# [What you have to do]
Please transcribe all of the entries exactly, leaving out any images.

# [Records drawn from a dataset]
[Start of section]

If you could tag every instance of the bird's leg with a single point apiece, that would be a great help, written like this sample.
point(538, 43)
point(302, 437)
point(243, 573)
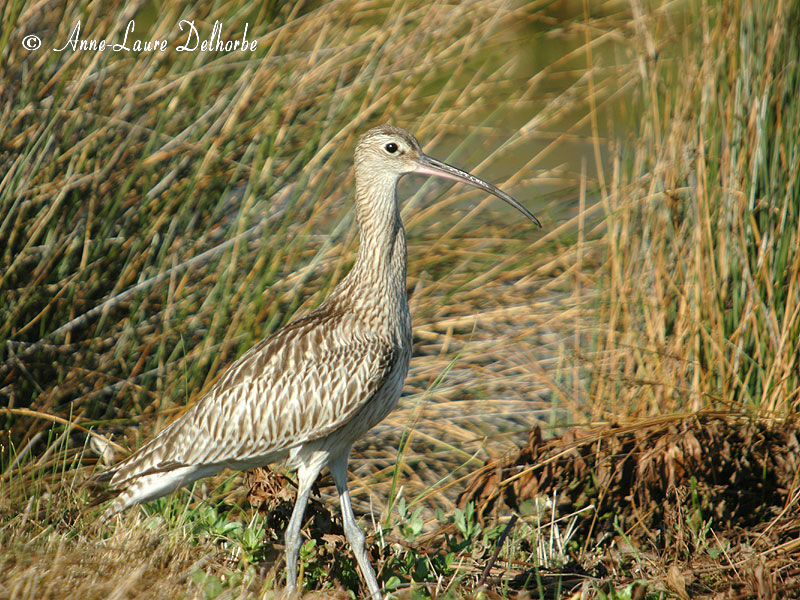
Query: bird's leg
point(338, 467)
point(306, 476)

[End of section]

# [Exercise answer]
If you could tag every instance of the bird's leg with a single point apiece, that would be a great help, written like this sample.
point(538, 43)
point(302, 437)
point(243, 573)
Query: bird's leg
point(338, 467)
point(306, 476)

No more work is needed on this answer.